[Point labeling rows]
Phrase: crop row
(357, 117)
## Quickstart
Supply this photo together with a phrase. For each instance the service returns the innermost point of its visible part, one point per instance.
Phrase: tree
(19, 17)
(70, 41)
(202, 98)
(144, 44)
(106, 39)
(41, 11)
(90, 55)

Directions
Recast all the rows above as a two-column CSV with the header request,points. Give one line for each request, with its text and its answer each in a single quoted field and any line breaks replaced by spaces.

The completed task
request,points
"Phrase: crop row","(357, 117)"
"## Quickstart Supply this photo together with a phrase. For each instance the service returns the innermost point of its visible part, one point per instance. Phrase: tree","(19, 17) (70, 41) (202, 98) (144, 44) (106, 39) (41, 11) (90, 55)"